- Tasks -
1. In the passage on grandparent visitation, rewrite the portion starting at "Domestic Relations Law § 72 (1) permits" and ending at "she is not.", changing "statute" to "law".
2. Using the passage on grandparent visitation, answer the following:
(a) In which case did the Court of Appeals find that the nature and extent of the grandparent-grandchild relationship is an essential part of the inquiry?
(b) Which two Departments have ruled on this issue?
(c) In what year was Clarabelle K. v Christman decided?

- Quoted text -
Domestic Relations Law § 72 (1) permits a grandparent to petition for visitation where “equity would see fit to intervene,” but the statute does not define the term “grandparent.” The Court of Appeals, in Emanuel S. v Joseph E., found that “an essential part of the inquiry is the nature and extent of the grandparent-grandchild relationship” (78 NY2d 178, 182 [1991]). In this case, we are one step short of reaching the equity issue. The issue presented here is whether the petitioner is still a grandparent within the meaning of Domestic Relations Law § 72 (1). The court holds that she is not.

Only the Second and Third Departments have ruled on this issue and their differing rationales have left the rule of law uncertain on this point.1 This court finds the concurring opinion in the Third Department’s decision in Clarabelle K. v Christman to be the correct rule of law (225 AD2d 951 [3d Dept 1996]). In that case, the plurality opinion held that: “taking into account all relevant circumstances, including the fact of, and the basis for, [the mother’s] loss of her parental rights, it cannot be said that this is a situation in which equity should intervene to permit the petitioner to seek visitation” (Clarabelle K. at 952-953 [emphasis added]). The concurring opinion states:

“As Family Court was powerless to provide [the mother] with an order granting her visitation with [her child] subsequent to the termination of her parental rights, the court is now powerless to provide [the mother] with an order permitting visitation with [her child’s] children . . . [Petitioner [518]*518is not a ‘grandparent’ within the meaning of Domestic Relations Law § 72” (Clarabelle K. at 953-954).

- Dataset content -
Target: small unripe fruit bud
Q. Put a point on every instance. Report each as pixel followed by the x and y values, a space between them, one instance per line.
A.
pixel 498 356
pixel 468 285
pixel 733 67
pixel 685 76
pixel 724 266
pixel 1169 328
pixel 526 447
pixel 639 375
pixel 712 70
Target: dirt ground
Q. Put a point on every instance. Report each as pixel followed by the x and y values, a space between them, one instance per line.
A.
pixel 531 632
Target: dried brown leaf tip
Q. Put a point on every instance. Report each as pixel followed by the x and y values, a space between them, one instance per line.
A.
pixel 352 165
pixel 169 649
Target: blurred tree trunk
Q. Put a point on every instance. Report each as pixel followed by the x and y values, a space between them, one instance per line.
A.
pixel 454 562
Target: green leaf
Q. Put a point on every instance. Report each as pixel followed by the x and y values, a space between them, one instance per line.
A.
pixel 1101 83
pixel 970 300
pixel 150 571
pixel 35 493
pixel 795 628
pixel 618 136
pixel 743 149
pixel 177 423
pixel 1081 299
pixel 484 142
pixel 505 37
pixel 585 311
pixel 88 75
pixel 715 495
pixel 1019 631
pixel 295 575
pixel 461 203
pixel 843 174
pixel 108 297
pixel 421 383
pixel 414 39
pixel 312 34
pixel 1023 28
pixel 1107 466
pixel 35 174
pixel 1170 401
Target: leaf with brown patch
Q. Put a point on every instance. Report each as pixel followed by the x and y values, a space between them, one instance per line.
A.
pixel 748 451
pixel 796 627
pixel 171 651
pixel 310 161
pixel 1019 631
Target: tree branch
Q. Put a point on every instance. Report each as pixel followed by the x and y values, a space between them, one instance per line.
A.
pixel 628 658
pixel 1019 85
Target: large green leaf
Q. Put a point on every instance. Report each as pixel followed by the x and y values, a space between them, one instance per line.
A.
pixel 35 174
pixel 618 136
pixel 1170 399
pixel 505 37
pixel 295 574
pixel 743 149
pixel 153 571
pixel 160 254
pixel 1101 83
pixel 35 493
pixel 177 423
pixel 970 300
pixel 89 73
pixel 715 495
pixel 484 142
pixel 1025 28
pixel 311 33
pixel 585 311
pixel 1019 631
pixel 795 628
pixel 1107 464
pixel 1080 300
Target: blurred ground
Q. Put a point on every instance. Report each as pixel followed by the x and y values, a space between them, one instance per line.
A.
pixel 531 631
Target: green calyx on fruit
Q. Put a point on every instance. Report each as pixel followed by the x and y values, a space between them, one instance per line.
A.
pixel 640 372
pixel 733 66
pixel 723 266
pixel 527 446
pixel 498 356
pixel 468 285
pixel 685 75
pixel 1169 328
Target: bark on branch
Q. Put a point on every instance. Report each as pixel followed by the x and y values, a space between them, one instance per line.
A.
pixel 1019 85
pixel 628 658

--

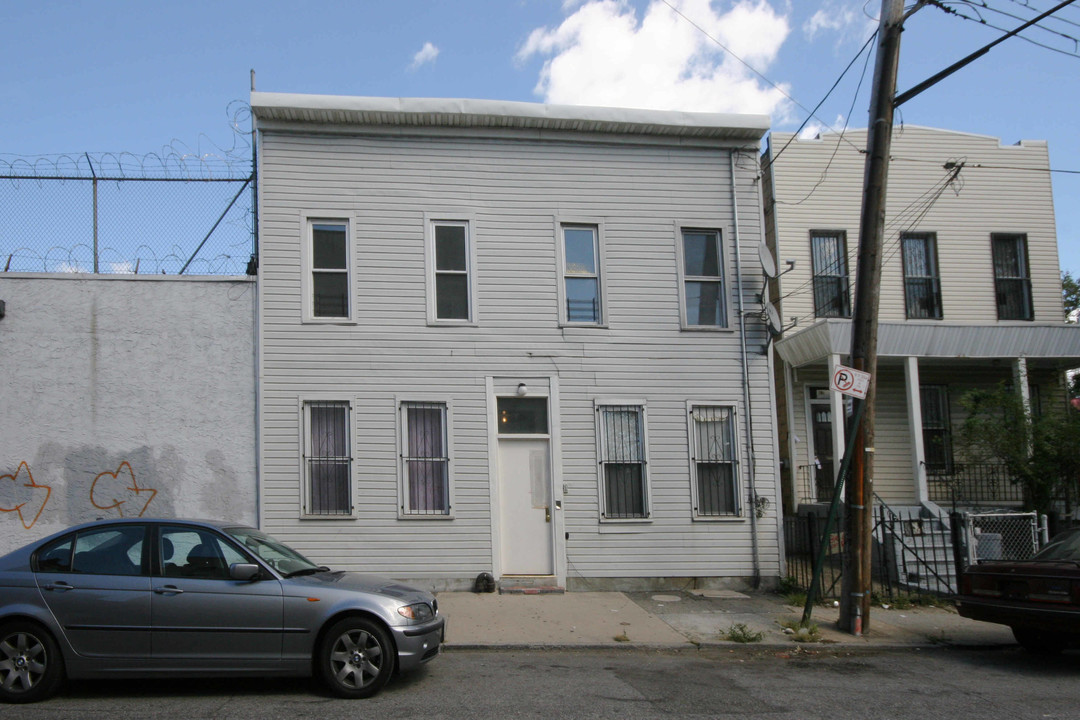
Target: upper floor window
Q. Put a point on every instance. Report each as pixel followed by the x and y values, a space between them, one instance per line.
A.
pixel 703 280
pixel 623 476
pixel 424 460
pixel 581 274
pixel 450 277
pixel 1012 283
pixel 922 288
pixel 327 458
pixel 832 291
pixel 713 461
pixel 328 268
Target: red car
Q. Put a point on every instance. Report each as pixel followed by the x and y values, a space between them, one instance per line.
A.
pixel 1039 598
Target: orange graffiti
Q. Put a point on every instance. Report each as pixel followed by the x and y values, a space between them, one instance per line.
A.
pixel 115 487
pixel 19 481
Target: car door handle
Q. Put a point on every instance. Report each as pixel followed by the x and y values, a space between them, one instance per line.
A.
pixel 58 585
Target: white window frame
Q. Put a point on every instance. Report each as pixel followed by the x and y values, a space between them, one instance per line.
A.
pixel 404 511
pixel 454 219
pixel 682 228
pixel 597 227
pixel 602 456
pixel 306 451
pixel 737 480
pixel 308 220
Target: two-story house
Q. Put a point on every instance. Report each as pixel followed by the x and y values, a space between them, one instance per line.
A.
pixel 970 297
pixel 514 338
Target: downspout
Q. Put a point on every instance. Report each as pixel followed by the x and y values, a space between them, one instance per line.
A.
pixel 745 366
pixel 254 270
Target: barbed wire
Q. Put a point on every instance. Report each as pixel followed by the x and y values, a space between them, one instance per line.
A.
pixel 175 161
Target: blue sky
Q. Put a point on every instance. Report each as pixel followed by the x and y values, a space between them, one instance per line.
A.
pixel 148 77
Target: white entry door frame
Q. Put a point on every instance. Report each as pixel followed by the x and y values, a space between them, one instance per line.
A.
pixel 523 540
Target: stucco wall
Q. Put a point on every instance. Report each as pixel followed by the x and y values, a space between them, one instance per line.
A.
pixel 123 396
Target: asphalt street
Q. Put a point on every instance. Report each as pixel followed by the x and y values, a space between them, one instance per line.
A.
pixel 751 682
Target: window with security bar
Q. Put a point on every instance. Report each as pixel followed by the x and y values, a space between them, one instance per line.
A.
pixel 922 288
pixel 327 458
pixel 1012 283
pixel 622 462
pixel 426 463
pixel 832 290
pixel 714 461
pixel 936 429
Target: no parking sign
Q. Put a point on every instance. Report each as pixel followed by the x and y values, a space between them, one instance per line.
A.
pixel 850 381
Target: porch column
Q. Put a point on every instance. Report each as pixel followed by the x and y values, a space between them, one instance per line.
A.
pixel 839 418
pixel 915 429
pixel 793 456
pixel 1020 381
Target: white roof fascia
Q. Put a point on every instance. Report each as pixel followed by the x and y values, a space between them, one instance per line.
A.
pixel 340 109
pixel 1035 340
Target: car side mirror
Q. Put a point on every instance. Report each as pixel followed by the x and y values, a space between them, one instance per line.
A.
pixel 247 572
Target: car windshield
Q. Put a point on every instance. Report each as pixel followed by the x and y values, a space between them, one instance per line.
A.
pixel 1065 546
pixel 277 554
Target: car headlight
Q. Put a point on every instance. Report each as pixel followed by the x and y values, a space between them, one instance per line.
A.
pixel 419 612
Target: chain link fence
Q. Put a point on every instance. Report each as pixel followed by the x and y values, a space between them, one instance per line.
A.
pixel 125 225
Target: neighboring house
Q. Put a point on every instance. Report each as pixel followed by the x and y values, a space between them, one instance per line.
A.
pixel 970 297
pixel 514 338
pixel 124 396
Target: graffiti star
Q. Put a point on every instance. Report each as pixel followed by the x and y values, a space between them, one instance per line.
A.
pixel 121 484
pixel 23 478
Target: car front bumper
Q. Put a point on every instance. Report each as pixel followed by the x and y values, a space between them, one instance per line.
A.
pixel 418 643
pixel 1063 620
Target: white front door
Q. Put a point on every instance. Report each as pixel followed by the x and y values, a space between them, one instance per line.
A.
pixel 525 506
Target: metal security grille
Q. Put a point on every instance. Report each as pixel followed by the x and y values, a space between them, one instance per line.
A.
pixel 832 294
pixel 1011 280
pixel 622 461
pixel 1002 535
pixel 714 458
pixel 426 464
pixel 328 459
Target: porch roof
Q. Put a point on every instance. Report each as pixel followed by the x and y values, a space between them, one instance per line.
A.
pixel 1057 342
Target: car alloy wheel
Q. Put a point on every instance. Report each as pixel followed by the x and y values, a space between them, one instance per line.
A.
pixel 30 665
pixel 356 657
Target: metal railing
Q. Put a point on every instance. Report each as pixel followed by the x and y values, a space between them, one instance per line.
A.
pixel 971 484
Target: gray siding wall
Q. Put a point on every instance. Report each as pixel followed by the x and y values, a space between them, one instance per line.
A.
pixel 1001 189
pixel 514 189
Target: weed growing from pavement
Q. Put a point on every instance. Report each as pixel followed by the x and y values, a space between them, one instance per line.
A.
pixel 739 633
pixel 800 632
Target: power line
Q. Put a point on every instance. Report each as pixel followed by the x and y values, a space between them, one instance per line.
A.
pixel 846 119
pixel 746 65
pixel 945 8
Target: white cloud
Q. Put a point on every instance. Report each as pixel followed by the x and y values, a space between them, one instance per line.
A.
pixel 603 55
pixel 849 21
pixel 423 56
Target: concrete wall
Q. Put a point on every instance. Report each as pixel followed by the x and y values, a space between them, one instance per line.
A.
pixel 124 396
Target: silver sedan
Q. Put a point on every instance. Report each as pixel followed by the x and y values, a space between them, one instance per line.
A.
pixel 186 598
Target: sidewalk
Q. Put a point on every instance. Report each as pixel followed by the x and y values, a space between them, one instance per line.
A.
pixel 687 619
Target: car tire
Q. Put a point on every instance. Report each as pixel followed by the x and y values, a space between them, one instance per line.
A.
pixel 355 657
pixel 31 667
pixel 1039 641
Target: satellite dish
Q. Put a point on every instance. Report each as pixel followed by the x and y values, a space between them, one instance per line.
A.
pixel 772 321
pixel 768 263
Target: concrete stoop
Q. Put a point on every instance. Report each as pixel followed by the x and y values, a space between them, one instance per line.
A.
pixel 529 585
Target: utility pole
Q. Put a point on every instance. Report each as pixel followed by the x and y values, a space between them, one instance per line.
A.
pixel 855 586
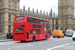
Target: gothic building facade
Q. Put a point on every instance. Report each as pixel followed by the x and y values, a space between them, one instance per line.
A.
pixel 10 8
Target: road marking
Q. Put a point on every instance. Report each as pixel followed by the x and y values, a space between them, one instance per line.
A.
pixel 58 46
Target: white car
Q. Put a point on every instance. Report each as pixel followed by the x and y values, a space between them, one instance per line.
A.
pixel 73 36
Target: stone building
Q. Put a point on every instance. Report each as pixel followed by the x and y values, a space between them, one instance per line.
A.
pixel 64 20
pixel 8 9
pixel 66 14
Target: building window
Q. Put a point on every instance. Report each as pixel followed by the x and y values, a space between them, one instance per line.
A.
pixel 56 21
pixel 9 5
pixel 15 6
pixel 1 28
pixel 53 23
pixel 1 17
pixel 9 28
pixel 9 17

- Answer set -
1.
Domestic Relations Law § 72 (1) permits a grandparent to petition for visitation where “equity would see fit to intervene,” but the law does not define the term “grandparent.” The Court of Appeals, in Emanuel S. v Joseph E., found that “an essential part of the inquiry is the nature and extent of the grandparent-grandchild relationship” (78 NY2d 178, 182 [1991]). In this case, we are one step short of reaching the equity issue. The issue presented here is whether the petitioner is still a grandparent within the meaning of Domestic Relations Law § 72 (1). The court holds that she is not.

2.
(a) Emanuel S. v Joseph E.
(b) The Second and Third Departments.
(c) 1996.